■ What is being asked
Report every line in the records below that contains the word "wispy", matching case exactly.

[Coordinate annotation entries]

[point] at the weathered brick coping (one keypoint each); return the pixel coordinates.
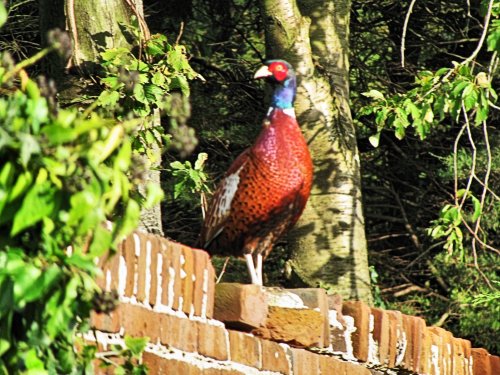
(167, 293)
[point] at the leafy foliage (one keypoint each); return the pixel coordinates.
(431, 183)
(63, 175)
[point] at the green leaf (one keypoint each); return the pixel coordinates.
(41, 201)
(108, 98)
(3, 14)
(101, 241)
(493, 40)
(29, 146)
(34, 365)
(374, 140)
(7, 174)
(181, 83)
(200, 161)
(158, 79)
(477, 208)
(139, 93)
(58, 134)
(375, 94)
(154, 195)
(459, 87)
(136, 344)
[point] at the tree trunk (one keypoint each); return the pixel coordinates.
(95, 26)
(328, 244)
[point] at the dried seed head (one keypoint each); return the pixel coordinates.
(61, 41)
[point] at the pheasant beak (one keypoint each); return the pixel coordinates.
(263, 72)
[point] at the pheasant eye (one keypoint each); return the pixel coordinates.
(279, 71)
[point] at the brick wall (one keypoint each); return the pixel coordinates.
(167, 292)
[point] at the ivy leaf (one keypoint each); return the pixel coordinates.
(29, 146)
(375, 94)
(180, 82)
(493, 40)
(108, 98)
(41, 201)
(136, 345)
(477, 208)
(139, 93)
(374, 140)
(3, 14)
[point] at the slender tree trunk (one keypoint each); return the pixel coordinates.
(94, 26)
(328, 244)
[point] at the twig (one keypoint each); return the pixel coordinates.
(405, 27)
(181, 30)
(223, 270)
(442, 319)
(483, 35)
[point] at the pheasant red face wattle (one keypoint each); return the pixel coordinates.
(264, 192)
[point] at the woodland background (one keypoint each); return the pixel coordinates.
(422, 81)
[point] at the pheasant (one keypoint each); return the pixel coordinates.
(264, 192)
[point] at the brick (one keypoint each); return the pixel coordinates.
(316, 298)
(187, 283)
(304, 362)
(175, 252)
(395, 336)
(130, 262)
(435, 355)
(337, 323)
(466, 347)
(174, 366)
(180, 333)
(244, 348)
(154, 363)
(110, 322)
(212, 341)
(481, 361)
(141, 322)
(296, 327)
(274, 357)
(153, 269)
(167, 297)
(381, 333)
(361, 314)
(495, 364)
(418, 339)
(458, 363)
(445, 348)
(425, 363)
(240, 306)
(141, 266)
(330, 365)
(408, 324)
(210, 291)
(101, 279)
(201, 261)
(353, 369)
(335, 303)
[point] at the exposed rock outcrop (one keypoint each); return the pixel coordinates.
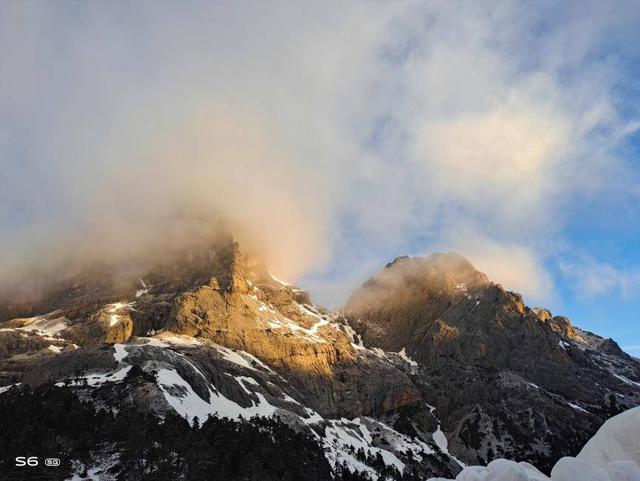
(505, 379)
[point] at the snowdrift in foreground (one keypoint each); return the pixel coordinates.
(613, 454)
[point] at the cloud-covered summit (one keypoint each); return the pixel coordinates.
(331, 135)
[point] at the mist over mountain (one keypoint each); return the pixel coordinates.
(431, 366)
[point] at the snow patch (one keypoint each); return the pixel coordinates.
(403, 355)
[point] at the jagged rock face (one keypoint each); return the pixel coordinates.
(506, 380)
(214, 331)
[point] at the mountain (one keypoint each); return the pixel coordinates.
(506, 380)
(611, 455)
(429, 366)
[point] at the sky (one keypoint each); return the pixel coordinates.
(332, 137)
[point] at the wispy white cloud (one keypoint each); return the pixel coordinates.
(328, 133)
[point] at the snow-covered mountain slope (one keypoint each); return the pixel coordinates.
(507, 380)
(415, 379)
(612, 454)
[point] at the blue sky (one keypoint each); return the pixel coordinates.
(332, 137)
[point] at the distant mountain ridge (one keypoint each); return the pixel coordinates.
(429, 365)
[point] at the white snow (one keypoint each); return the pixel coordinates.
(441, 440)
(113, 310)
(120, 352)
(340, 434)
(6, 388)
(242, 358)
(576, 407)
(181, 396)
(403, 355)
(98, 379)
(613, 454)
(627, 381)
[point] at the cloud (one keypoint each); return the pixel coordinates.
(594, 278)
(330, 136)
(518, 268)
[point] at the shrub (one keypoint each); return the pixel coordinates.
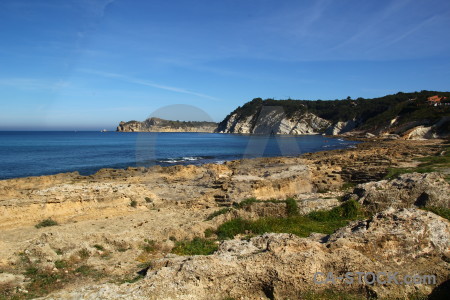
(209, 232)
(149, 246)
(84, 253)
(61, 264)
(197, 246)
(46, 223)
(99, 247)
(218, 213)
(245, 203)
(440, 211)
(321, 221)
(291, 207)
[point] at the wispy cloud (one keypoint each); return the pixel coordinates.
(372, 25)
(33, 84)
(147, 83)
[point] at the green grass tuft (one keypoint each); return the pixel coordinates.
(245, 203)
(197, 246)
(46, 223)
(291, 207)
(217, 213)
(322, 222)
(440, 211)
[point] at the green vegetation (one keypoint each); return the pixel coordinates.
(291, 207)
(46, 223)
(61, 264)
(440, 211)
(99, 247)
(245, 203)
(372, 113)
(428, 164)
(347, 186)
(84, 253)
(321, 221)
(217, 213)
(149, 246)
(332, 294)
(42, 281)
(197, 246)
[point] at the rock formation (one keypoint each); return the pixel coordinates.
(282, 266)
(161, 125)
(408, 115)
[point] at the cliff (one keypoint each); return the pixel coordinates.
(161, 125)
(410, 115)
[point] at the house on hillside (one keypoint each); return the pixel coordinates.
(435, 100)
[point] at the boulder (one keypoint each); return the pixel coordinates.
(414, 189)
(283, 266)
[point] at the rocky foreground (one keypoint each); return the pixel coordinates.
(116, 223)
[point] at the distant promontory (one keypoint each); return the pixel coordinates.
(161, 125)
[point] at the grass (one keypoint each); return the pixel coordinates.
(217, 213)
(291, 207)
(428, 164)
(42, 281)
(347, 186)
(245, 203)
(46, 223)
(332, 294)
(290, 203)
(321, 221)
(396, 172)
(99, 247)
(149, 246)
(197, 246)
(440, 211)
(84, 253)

...

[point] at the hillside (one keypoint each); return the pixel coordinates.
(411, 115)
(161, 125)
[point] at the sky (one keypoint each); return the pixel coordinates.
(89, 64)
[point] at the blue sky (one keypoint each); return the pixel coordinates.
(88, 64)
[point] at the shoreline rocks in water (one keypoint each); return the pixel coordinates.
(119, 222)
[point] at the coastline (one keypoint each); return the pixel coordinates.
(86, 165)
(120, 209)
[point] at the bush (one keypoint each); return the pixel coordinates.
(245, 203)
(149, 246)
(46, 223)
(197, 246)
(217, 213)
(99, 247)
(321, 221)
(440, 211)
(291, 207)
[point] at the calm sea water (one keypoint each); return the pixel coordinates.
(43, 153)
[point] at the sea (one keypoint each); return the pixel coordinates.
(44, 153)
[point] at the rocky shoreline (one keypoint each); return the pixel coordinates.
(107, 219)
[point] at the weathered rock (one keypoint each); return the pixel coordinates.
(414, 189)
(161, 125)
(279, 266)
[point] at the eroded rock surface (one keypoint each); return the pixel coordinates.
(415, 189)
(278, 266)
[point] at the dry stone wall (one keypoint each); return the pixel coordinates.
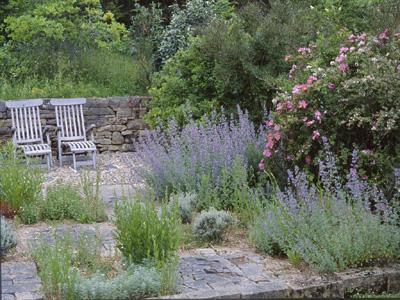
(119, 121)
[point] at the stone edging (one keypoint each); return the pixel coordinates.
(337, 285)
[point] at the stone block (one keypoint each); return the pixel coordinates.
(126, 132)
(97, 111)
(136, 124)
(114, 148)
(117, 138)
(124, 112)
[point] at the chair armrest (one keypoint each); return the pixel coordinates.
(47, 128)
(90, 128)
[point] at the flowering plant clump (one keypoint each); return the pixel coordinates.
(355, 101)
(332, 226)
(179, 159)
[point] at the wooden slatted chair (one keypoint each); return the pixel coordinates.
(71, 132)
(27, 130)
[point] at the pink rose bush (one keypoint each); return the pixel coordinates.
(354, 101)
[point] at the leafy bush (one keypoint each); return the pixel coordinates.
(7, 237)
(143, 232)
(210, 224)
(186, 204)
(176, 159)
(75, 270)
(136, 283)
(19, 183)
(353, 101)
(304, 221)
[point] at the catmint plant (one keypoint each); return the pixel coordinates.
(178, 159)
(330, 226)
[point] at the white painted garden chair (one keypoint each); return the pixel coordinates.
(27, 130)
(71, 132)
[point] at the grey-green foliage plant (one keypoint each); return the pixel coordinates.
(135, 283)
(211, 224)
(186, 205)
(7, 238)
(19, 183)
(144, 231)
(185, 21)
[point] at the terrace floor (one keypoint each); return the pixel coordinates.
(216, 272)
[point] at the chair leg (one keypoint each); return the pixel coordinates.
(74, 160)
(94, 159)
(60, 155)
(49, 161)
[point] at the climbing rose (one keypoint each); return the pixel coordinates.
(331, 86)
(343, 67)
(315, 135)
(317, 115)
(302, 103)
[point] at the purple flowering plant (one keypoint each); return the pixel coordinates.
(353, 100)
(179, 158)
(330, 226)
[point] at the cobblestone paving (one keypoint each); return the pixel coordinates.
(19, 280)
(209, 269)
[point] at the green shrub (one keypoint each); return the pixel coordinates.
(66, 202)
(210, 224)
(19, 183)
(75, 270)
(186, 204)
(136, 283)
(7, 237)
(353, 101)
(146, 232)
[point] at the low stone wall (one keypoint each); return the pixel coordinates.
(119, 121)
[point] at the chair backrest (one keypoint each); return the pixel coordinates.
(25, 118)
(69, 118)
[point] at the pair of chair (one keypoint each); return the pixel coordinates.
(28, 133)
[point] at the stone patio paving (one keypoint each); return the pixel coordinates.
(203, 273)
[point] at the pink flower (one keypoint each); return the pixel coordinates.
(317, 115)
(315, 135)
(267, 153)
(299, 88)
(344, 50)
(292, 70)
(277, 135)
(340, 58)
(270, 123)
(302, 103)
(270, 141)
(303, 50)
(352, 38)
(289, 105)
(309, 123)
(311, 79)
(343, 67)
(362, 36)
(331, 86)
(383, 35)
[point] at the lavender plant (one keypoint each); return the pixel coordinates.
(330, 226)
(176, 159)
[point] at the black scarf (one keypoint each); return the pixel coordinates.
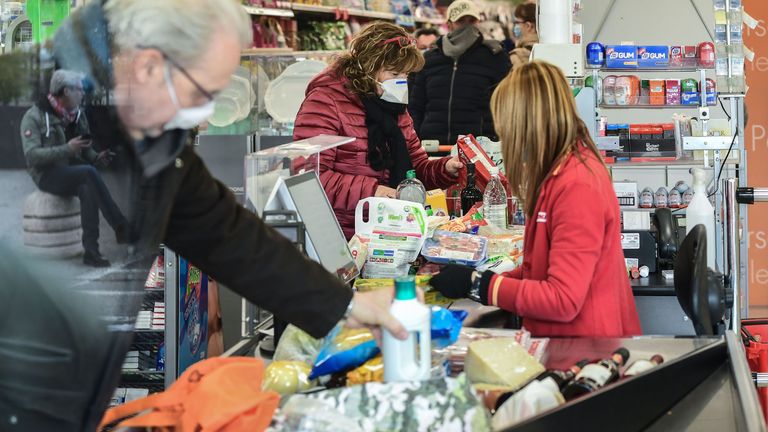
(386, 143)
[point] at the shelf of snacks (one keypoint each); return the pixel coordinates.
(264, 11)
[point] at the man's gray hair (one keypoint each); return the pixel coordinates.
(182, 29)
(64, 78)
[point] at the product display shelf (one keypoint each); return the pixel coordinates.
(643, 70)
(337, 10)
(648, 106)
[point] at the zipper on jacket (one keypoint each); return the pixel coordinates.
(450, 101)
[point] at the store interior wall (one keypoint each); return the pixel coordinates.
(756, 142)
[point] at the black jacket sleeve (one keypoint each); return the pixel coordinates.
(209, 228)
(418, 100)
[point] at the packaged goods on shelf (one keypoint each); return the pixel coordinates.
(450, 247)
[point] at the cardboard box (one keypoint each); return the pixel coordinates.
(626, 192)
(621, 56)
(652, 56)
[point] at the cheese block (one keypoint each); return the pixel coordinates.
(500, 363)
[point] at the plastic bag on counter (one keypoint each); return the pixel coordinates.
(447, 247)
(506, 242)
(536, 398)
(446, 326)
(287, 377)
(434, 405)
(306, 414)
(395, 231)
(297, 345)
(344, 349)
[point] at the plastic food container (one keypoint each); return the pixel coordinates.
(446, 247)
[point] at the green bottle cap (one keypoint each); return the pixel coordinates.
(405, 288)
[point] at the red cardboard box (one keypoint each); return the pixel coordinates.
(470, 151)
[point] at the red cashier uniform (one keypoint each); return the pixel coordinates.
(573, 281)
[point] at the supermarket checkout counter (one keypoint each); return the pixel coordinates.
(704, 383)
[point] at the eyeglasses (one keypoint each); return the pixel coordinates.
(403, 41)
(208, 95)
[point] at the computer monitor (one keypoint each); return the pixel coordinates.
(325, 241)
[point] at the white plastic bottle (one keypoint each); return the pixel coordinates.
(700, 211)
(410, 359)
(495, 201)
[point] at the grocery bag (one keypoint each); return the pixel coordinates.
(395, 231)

■ Answer to this task
[point] at the wispy white cloud (one keypoint each); return the pixel coordinates.
[point] at the wispy cloud (one keypoint each); return the pixel coordinates.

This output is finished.